Repeat the lines below word for word, starting with the line containing "Q. Point out the tree" and ending with the line containing "pixel 616 287", with both of those lines included.

[Saved entries]
* * * * * * *

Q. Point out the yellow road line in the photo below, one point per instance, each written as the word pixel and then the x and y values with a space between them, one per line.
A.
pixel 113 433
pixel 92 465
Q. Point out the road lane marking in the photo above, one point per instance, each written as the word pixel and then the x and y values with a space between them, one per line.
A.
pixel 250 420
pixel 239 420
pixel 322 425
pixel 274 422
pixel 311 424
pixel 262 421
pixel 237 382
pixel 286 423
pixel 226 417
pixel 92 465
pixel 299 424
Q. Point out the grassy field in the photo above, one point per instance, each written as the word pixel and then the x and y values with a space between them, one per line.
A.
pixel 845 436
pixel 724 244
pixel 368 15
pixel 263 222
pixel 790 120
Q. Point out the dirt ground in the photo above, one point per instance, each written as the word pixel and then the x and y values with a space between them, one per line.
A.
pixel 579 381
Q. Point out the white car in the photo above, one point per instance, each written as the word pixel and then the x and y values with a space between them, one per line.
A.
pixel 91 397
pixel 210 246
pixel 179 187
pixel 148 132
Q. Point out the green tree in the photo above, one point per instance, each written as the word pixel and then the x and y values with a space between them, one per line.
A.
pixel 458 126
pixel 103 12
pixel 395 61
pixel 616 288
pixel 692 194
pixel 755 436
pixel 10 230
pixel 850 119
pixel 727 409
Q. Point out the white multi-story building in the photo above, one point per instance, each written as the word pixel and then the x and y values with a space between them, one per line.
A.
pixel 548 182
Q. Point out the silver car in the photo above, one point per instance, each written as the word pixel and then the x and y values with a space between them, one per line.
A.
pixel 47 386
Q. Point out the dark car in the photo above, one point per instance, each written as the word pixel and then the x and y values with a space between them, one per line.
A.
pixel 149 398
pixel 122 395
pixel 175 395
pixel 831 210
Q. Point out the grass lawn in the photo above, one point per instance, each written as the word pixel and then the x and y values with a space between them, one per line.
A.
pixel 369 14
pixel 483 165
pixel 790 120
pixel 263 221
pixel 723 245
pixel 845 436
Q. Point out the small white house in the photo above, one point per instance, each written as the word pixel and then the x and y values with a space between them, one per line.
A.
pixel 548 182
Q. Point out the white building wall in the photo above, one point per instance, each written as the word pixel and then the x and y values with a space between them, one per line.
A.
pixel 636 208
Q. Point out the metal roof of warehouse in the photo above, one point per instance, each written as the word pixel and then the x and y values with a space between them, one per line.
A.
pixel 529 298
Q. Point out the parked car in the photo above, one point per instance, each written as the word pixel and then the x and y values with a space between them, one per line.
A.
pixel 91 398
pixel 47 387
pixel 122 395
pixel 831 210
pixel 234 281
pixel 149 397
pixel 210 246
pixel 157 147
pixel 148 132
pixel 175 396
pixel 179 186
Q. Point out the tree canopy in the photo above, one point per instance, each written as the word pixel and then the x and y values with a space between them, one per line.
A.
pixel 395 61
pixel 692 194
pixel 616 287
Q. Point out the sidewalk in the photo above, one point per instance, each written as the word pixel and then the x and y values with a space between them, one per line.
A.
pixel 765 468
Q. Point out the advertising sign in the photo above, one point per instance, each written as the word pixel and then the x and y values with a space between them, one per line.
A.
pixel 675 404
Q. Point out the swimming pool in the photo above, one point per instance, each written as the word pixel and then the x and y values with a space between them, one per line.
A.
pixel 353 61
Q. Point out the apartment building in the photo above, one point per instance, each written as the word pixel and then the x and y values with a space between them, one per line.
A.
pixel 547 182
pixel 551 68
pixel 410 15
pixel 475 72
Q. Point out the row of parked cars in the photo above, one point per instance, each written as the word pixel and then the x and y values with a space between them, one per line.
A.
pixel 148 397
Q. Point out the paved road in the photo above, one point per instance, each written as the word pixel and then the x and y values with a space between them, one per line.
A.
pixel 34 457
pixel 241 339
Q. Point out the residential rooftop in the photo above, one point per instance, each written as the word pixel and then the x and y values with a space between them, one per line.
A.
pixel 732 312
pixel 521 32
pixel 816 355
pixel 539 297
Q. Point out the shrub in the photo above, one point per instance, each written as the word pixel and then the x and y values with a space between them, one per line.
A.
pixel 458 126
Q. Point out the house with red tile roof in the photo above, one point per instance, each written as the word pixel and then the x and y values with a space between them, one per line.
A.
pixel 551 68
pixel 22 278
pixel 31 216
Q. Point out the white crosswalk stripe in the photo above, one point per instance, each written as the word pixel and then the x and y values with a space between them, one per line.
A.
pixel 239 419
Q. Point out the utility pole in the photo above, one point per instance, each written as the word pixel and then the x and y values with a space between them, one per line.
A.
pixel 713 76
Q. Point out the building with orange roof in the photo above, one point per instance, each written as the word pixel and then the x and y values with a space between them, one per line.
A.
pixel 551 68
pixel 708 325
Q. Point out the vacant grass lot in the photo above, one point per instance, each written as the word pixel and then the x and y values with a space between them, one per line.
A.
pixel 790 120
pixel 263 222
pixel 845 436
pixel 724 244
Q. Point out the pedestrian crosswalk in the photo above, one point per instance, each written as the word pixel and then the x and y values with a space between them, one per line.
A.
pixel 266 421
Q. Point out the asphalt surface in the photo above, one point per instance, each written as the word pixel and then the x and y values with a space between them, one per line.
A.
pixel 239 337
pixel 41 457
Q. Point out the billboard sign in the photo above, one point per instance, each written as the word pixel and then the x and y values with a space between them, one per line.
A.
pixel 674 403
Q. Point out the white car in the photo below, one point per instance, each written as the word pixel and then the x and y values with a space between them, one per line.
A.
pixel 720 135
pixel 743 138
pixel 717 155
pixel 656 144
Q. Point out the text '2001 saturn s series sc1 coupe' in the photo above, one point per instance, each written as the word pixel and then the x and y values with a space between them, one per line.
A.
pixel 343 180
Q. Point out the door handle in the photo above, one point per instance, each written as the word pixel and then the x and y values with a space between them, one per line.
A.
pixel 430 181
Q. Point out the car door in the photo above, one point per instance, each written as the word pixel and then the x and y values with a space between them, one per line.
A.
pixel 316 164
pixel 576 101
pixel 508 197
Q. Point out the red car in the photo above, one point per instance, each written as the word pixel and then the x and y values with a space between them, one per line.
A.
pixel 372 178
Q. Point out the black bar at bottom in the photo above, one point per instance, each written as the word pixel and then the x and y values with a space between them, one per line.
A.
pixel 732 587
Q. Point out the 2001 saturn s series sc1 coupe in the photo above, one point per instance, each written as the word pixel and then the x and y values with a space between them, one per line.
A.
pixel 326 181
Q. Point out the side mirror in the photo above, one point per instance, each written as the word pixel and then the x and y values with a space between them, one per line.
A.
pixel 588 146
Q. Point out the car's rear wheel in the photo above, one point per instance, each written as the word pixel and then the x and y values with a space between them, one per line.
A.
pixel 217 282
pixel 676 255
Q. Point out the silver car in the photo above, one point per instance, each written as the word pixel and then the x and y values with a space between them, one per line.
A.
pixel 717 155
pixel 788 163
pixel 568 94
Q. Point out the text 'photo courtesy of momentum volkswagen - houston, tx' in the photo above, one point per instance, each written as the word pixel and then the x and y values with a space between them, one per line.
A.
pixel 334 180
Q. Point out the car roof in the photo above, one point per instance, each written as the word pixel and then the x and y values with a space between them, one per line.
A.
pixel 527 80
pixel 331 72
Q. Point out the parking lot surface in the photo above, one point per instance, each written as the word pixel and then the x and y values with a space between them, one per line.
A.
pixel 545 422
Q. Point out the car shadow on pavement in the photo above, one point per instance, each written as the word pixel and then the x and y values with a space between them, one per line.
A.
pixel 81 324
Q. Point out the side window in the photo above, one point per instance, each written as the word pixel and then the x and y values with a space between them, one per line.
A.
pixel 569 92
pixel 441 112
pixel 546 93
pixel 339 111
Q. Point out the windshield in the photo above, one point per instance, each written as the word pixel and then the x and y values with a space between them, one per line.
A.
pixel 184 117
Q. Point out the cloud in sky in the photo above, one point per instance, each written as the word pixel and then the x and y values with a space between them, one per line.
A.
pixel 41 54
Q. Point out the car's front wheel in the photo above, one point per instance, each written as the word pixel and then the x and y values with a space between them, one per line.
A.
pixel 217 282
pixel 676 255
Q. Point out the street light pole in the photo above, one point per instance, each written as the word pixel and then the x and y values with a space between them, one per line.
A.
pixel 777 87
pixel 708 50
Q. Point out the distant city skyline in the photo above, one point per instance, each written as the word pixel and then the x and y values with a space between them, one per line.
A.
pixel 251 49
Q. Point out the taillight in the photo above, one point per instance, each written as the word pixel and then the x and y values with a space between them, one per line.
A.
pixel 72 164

* * * * * * *

→ **Result**
Q. Point out the tree canopy in the photo above, one point per instance, each written as the word pixel and then the x and y values with a space between them, one per line.
A.
pixel 395 61
pixel 692 194
pixel 616 287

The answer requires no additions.